**The input**
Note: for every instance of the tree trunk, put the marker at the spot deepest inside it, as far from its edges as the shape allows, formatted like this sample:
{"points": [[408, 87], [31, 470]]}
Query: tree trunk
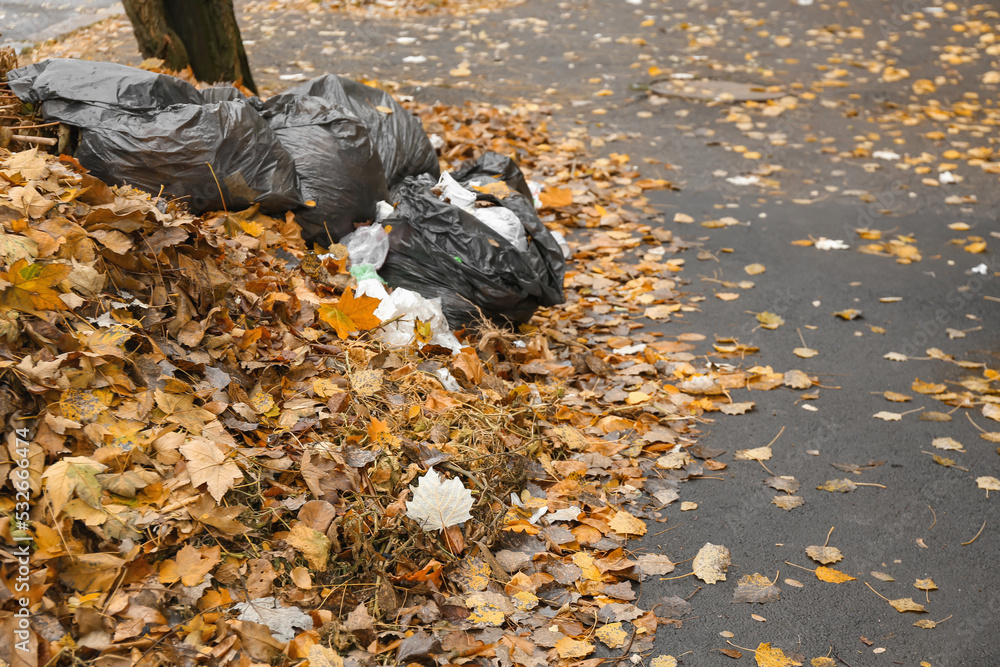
{"points": [[199, 33]]}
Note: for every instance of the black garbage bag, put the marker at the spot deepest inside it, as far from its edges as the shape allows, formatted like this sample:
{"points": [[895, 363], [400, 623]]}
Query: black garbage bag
{"points": [[110, 84], [158, 133], [337, 167], [439, 250], [399, 137]]}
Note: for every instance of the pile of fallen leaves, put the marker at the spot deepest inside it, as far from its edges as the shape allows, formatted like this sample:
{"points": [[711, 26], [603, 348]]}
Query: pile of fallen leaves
{"points": [[225, 463]]}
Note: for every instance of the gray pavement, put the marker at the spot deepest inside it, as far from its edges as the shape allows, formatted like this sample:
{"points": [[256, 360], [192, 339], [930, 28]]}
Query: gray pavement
{"points": [[25, 22]]}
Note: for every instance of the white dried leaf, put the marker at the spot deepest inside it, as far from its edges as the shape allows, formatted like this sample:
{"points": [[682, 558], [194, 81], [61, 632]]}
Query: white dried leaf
{"points": [[280, 620], [436, 505]]}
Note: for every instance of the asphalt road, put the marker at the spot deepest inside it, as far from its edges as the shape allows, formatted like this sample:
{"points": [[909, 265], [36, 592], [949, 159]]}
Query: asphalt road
{"points": [[25, 22], [828, 185]]}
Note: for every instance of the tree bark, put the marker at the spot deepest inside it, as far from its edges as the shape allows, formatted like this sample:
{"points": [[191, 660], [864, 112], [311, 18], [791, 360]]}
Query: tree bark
{"points": [[199, 33]]}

**What you should do**
Write out all of the items above again, substituting "dot" for "marker" and keeping everything else unchanged. Omit the pictures.

**Solution to this exercise**
Note: for every instance of the tree trunk, put the dot at the spot deepest inside it, as far from its edges as the shape allows, formatted like this sample:
{"points": [[408, 87], [31, 470]]}
Query: tree trunk
{"points": [[199, 33]]}
Note: for every instance of the black garbage bag, put the dot at the spot deepest inside it, as far from its edges as the shape allows, formatted like this sample:
{"points": [[895, 363], [400, 623]]}
Query: black garbage bag
{"points": [[110, 84], [158, 133], [337, 167], [439, 250], [399, 137]]}
Note: for every instance of the pile of fallen leaves, put the dot at the spot deepest inside it, as far from its edges as the shape allows, formatted like this sample:
{"points": [[711, 26], [603, 348]]}
Query: pile of fallen leaves
{"points": [[225, 463]]}
Note: for every instance of the gray pavement, put the dot at the spot deepest inside it, as far from its edges as the shape allows, formatted like this sample:
{"points": [[256, 360], [192, 339], [930, 28]]}
Query: gray pavement
{"points": [[25, 22]]}
Note: for every instance of the white dried leaf, put the dot at the spot deepest inside it, as far from its edges as the shape allows, formatted like this sample:
{"points": [[682, 558], [194, 81], [61, 632]]}
Query: white dried leaf
{"points": [[280, 620], [436, 505]]}
Note: for every instance of the asphalt road, put the dot at the spot deepest inside it, as far from its edges as the shape allows, formatted like this sample:
{"points": [[909, 265], [36, 592], [949, 159]]}
Query: asphalt road
{"points": [[25, 22], [828, 185]]}
Note: for every instance of the tree bark, put the dot at the spot deepest inside it, as far from its edges as the shape allows, formatted like this sample:
{"points": [[191, 660], [864, 112], [311, 18], [791, 360]]}
Query: tree bark
{"points": [[199, 33]]}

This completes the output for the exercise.